>>>

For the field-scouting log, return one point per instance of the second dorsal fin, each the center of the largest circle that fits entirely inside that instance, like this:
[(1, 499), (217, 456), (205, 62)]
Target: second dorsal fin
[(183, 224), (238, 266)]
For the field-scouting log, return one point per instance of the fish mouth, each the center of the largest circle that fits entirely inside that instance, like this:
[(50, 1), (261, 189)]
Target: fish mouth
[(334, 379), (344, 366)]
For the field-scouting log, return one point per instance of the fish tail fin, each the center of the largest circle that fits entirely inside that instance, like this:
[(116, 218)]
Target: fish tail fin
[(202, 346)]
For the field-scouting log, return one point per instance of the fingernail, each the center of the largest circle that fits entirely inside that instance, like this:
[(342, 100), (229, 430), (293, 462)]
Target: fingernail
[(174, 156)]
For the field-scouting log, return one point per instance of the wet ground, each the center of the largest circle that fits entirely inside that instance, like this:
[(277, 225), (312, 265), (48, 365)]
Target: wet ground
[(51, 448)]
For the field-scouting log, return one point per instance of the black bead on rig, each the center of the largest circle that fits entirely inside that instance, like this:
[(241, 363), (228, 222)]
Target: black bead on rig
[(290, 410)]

<<<

_EXERCISE GOAL:_
Give back the full listing above, exactly as it reads.

_FINISHED TASK:_
For the field-scouting log, return one point per instance of the second dorsal fin, each the center of the largest circle that fits entirely inside that instance, like this:
[(1, 499), (217, 456), (205, 62)]
Target: second dorsal fin
[(183, 224), (238, 266)]
For the field-scouting log, return one point per instance of the fish mouth, each the center of the largest circle that fits entirely inside that instance, like this:
[(50, 1), (261, 189)]
Target: fish mouth
[(334, 379), (344, 366)]
For the field-scouting log, return one point per instance of the fish tail fin, each the center of the largest circle that fits entirely inside that instance, like this:
[(116, 218)]
Target: fish tail fin
[(202, 346)]
For the field-scouting log, return one point per instance of the fingernail, each the center of the largest circle that fits entirely inside that instance, like this:
[(342, 100), (229, 430), (293, 462)]
Target: fingernail
[(174, 156)]
For the field-scouting log, return one point per instance of the wet ground, each the center of the largest circle that fits entirely inside that instance, like this:
[(277, 225), (312, 265), (48, 365)]
Target: wet ground
[(51, 448)]
For the field-scouting log, return one point per instance of the black bead on rig, each the center of the largest circle that fits entirely inside that instance, like this:
[(241, 363), (228, 222)]
Target: black bead on rig
[(290, 410)]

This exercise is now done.